Taakinstructies:
Reproduceer alle onderstaande items letterlijk, regel voor regel en teken voor teken.

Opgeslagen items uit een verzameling
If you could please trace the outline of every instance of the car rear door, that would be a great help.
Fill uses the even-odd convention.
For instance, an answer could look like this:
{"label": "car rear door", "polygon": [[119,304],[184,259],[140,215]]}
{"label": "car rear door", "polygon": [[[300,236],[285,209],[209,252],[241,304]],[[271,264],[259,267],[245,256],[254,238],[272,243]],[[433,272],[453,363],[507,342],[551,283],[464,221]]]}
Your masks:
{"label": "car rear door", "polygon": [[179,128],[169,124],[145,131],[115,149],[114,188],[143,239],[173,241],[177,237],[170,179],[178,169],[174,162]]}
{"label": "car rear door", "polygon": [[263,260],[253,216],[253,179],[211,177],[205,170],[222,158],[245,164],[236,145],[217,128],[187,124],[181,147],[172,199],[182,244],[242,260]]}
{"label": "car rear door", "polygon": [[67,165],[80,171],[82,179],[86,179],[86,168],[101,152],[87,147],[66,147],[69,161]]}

Oplossing:
If you could please trace the outline of every instance of the car rear door, that would be a great help.
Fill uses the even-odd convention.
For instance, an answer could look like this:
{"label": "car rear door", "polygon": [[119,304],[184,259],[140,215]]}
{"label": "car rear door", "polygon": [[[300,236],[285,209],[209,252],[241,304]],[[271,264],[259,267],[245,256],[254,238],[272,243]],[[433,272],[453,363],[507,342],[551,283],[464,221]]]}
Your masks:
{"label": "car rear door", "polygon": [[179,128],[169,124],[145,131],[115,149],[114,188],[143,239],[173,241],[177,237],[170,179],[178,169],[174,162]]}
{"label": "car rear door", "polygon": [[263,260],[253,216],[253,179],[211,177],[205,170],[222,158],[245,164],[236,145],[217,128],[187,124],[181,147],[172,199],[182,244],[242,260]]}
{"label": "car rear door", "polygon": [[67,165],[80,171],[82,179],[86,179],[86,168],[101,152],[87,147],[66,147],[69,161]]}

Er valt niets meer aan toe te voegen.